(Dataset entries)
▼

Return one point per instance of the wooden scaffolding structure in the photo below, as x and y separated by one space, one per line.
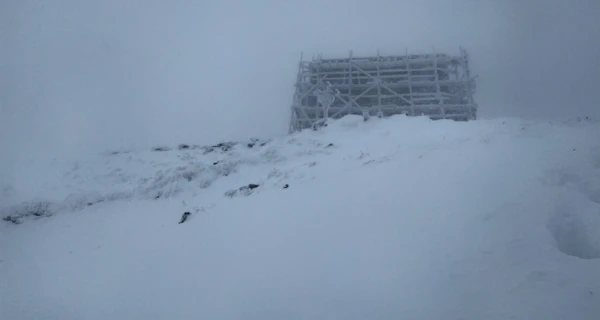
435 85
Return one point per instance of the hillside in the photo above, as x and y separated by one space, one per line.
398 218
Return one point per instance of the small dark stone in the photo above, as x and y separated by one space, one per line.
12 219
184 217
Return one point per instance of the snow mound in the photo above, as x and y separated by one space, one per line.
575 225
395 218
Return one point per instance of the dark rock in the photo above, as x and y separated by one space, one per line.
12 219
184 217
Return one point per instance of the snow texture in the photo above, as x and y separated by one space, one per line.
397 218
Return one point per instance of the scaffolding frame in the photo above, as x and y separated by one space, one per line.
435 85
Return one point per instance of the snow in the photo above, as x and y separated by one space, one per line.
397 218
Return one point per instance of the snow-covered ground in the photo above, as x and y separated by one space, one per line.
399 218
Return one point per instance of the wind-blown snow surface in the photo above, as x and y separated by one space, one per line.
399 218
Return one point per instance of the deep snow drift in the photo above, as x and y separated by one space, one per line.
399 218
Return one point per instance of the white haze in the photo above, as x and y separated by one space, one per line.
95 75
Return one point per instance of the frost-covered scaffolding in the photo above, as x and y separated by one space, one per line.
436 85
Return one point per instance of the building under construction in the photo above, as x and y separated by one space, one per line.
435 85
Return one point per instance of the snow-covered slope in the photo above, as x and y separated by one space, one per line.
399 218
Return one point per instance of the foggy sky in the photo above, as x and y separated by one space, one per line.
97 75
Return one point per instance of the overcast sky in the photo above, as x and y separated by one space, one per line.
99 75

▲

▶ **ASSIGNED TASK**: Only the text of the records is to be reproduced exactly; skip the pictures.

▶ **EXPECTED ANSWER**:
Return one point per instance of the wooden scaffolding structure in the photo below, as x and y separated by one space, one per line.
435 85
Return one point per instance of the hillside in the photo above, as x and y separated by one space, one per line.
398 218
Return one point per instance of the small dark stone in the photo above, as x and y separated by one space, one per line.
12 219
184 217
Return one point per instance of the snow mound in the photo above, as x and y separated by one space, one per line.
575 225
395 218
Return one point per instance of the dark rock in the photo above, as x and y separated by one space, one per line.
12 219
184 217
Return one point per instance of the snow texture in the photo above, as x and y separated by one space, one per line.
397 218
Return one point per instance of the scaffolding frame in the photo above, as x and y separated by one space, one per line.
435 85
Return one point per instance of the snow in the photo above, as x and y separated by one space, one per line.
397 218
Return one point per instance of the snow-covered ground in the photo above, as x and y separated by one space, one per line.
399 218
Return one point per instance of the wind-blown snow surface in the photo above, as x and y separated by one space, one per line.
399 218
Return one point per instance of the deep snow drift in the photo above, as x and y separated by one space, one per line.
399 218
Return one point per instance of the white haze in the photo above, as x and y separated by one space, one per line.
95 75
Return one point per instance of the frost-covered scaffolding in the photo above, as x and y separated by one space, one per line.
436 85
Return one point per instance of the building under construction in the photo above, as x and y separated by one space, one per line.
435 85
Return one point per instance of the snow-covered slope in the photo above, as x and y separated by one space, one per line.
399 218
Return one point per instance of the foggy sky in the photo above, as x and y separated by one space, one per line.
97 75
Return one point per instance of the overcast sky in the photo above, as x and y separated by one space, one per line.
99 75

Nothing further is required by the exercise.